[Excerpts from a point labeling dataset]
START

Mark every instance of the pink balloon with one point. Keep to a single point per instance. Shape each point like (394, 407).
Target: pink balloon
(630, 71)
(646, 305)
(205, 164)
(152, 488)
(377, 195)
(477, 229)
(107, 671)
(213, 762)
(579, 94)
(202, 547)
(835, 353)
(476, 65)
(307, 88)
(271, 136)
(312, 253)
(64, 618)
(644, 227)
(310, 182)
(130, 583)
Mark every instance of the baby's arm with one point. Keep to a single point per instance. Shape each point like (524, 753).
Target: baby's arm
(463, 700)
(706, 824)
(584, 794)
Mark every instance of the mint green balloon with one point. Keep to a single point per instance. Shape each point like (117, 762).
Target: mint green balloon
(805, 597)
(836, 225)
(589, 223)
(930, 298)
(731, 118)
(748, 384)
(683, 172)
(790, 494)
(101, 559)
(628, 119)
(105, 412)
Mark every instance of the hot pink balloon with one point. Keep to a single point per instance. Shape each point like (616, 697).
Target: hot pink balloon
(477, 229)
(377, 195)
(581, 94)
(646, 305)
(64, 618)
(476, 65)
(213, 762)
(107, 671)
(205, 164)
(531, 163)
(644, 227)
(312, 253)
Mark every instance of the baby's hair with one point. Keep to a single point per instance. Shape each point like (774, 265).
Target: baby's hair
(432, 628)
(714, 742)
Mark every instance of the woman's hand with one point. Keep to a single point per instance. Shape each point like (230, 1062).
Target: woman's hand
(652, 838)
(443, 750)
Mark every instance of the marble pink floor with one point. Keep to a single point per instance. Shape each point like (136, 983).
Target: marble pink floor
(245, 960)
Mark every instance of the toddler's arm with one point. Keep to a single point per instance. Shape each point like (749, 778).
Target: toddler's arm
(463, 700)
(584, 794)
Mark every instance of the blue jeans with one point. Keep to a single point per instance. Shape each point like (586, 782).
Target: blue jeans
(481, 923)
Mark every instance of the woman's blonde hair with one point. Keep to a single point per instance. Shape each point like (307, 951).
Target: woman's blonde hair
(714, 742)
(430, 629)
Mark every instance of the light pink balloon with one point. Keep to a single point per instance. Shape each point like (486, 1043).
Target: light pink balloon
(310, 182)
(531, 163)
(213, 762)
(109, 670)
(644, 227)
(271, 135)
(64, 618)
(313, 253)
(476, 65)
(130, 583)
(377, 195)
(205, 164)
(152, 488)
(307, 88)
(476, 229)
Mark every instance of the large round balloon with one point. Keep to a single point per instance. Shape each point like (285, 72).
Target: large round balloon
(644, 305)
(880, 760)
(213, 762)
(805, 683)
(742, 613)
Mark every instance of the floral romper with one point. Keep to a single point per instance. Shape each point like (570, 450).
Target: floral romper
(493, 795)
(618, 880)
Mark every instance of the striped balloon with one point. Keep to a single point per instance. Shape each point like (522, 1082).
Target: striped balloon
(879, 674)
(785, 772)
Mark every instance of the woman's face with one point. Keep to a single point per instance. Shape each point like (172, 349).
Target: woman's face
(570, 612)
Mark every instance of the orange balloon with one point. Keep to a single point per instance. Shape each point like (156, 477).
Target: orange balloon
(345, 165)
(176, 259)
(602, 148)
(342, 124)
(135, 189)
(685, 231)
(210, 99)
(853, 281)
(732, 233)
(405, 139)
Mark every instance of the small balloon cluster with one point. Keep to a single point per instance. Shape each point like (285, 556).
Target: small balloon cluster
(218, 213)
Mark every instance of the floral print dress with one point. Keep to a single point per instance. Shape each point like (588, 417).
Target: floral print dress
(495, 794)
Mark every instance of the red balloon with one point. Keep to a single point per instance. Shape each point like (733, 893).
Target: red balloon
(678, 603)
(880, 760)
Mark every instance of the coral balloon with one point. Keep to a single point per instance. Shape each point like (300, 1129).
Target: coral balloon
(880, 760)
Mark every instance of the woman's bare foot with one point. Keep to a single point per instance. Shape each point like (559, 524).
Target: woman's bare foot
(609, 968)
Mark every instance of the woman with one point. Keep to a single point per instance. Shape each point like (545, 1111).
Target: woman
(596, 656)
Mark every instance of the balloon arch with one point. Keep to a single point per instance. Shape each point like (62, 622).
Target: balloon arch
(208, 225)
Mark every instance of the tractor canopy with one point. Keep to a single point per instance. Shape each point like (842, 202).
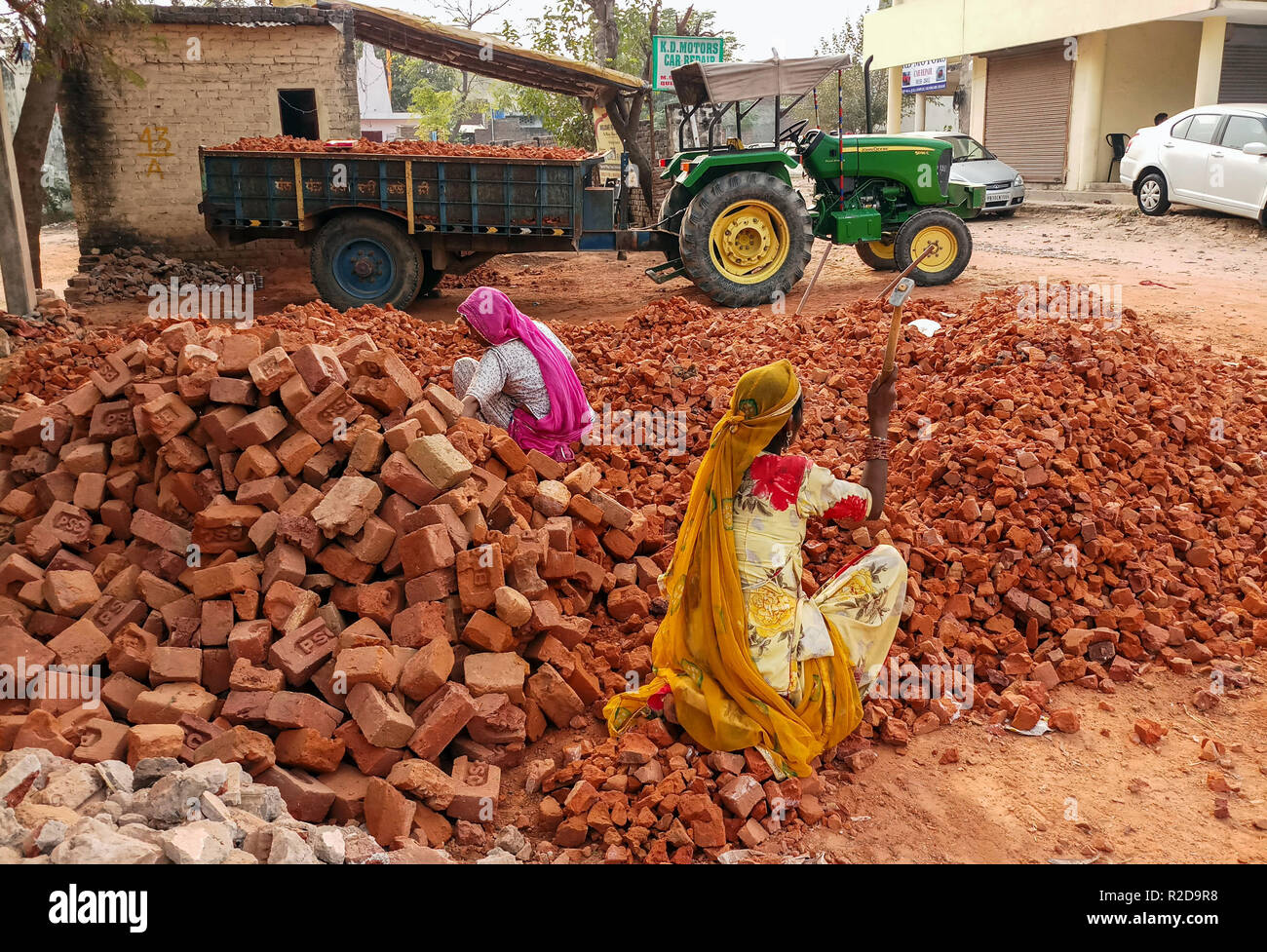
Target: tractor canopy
(697, 84)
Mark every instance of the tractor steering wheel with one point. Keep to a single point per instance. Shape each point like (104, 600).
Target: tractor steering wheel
(793, 132)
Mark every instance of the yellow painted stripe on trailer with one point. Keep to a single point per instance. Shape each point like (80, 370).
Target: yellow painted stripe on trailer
(408, 193)
(299, 190)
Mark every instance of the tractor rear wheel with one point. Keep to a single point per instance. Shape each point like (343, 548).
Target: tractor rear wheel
(672, 210)
(747, 240)
(362, 258)
(877, 254)
(948, 237)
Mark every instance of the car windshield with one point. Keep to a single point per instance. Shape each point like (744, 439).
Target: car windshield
(964, 148)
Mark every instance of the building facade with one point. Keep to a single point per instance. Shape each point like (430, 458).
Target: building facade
(1053, 80)
(203, 76)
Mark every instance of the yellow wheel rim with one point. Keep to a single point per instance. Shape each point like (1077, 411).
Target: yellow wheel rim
(749, 242)
(945, 248)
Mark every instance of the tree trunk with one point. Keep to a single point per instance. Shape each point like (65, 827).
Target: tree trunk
(626, 114)
(624, 111)
(30, 144)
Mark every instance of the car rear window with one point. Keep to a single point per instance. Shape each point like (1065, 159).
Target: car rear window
(1200, 130)
(1243, 130)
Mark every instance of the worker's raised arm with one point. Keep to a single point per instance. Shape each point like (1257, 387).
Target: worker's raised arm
(879, 406)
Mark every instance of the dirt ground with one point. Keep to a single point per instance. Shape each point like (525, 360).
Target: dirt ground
(1096, 795)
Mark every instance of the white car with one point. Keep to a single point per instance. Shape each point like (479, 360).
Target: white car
(1214, 157)
(972, 164)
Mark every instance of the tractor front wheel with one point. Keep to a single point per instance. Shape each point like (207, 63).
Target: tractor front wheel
(363, 258)
(747, 238)
(941, 231)
(877, 254)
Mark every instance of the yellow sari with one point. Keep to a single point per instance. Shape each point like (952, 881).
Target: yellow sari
(701, 650)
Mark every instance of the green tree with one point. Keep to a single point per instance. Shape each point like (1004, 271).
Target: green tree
(67, 36)
(468, 14)
(408, 74)
(435, 110)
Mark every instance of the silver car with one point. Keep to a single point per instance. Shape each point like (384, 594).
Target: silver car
(972, 164)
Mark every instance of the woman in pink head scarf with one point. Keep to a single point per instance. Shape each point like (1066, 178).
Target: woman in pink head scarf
(526, 383)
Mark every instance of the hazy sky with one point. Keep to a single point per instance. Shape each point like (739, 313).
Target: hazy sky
(792, 26)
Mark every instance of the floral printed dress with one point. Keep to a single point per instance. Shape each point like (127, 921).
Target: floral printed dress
(862, 603)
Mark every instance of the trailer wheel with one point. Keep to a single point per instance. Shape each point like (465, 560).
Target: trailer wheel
(949, 237)
(747, 240)
(877, 256)
(672, 209)
(360, 258)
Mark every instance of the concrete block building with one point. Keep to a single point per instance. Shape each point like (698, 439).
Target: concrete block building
(207, 76)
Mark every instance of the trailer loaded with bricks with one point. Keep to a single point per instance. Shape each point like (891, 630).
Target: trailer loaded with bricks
(387, 225)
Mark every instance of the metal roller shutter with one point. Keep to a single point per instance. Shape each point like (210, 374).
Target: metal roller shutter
(1245, 64)
(1027, 111)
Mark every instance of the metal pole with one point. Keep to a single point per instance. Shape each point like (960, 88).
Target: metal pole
(814, 280)
(19, 283)
(840, 132)
(891, 354)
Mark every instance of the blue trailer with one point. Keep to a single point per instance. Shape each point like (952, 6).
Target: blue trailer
(384, 228)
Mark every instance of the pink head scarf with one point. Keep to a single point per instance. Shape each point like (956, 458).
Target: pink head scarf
(497, 320)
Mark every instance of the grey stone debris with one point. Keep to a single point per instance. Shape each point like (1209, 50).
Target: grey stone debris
(262, 800)
(512, 841)
(204, 843)
(328, 845)
(175, 798)
(117, 777)
(97, 843)
(70, 787)
(51, 834)
(289, 849)
(151, 770)
(497, 856)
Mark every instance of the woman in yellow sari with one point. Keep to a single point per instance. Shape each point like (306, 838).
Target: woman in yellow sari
(743, 659)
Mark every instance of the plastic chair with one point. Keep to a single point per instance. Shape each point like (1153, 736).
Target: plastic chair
(1118, 143)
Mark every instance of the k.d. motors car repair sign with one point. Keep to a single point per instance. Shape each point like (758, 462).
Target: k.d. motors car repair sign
(924, 76)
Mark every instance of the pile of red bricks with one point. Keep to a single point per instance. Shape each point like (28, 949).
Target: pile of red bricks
(402, 147)
(298, 557)
(654, 796)
(1076, 504)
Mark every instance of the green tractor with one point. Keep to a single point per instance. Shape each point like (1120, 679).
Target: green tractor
(744, 232)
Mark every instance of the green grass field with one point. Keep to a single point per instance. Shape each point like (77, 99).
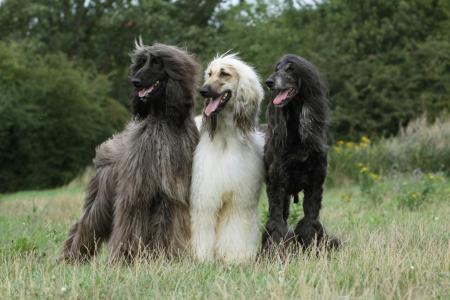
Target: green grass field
(395, 247)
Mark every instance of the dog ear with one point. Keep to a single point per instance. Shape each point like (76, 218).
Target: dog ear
(249, 95)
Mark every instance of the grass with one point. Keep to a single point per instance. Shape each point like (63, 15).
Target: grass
(419, 146)
(391, 251)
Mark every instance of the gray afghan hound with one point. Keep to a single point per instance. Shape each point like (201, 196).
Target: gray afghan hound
(138, 199)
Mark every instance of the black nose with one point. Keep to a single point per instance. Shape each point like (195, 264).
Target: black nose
(136, 82)
(270, 83)
(205, 90)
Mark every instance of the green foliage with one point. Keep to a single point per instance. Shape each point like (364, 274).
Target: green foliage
(386, 63)
(419, 146)
(417, 191)
(53, 115)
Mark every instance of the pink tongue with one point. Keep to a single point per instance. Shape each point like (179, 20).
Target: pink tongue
(145, 92)
(212, 106)
(142, 93)
(281, 97)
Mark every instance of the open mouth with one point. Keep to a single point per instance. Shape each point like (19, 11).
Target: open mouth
(283, 95)
(216, 104)
(145, 92)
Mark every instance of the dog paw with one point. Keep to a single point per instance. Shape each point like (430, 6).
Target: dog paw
(274, 234)
(309, 232)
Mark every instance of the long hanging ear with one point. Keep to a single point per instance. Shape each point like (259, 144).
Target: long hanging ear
(249, 95)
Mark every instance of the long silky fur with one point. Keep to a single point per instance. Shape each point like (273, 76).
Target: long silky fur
(295, 156)
(138, 200)
(228, 172)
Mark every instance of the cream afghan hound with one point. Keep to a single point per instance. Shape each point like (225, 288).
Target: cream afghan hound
(228, 168)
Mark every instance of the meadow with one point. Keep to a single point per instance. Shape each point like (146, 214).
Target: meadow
(393, 221)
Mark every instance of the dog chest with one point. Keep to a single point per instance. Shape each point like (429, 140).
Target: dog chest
(228, 165)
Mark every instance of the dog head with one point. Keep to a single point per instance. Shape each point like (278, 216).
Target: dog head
(163, 76)
(293, 77)
(231, 87)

END

Exercise instructions >> Render everything in the data from the line containing "Mark every instance of the metal roller" down to the line containing "(1076, 504)", including both of those lines, as a JSON list of strings with one string per line and no blank lines.

Task output >>
[
  "Mark every instance of the metal roller shutter with one point. Keep to a single point per instance. Shape each point like (210, 374).",
  "Target: metal roller shutter",
  "(1245, 64)",
  "(1027, 111)",
  "Mark every instance of the metal pole with one point. Keep to a single point per instance. Shape each point like (960, 88).",
  "Target: metal pole",
  "(814, 280)",
  "(19, 283)",
  "(840, 132)",
  "(891, 354)",
  "Mark every instance of the blue trailer with one point. Keep to a single point per instance. Shape each point like (952, 6).",
  "Target: blue trailer",
  "(384, 228)",
  "Mark every instance of the pink head scarf with one point. Keep to a single point per instance. Shape each point like (956, 458).",
  "Target: pink head scarf",
  "(497, 320)",
  "Mark every instance of the grey stone debris with one point. Keep to a single point per instance. Shape each point like (1209, 50).",
  "Target: grey stone debris",
  "(262, 800)",
  "(512, 841)",
  "(204, 843)",
  "(328, 845)",
  "(175, 798)",
  "(117, 777)",
  "(97, 843)",
  "(70, 787)",
  "(51, 834)",
  "(289, 849)",
  "(151, 770)",
  "(497, 856)",
  "Mark every instance of the woman in yellow sari with one point. Keep to a single point per instance. Shape each point like (306, 838).",
  "Target: woman in yellow sari",
  "(743, 659)",
  "Mark every instance of the plastic chair with one point. Keep to a single point per instance. Shape each point like (1153, 736).",
  "Target: plastic chair",
  "(1118, 143)",
  "Mark every instance of the k.d. motors car repair sign with one point. Keep to a single point per instance. Shape each point like (758, 462).",
  "Target: k.d. motors car repair sign",
  "(924, 76)",
  "Mark every instance of the pile of red bricks with one point. Keep to a single point per instance. Shape each point like (28, 949).",
  "Target: pile of red bricks",
  "(402, 147)",
  "(298, 557)",
  "(654, 796)",
  "(1076, 504)"
]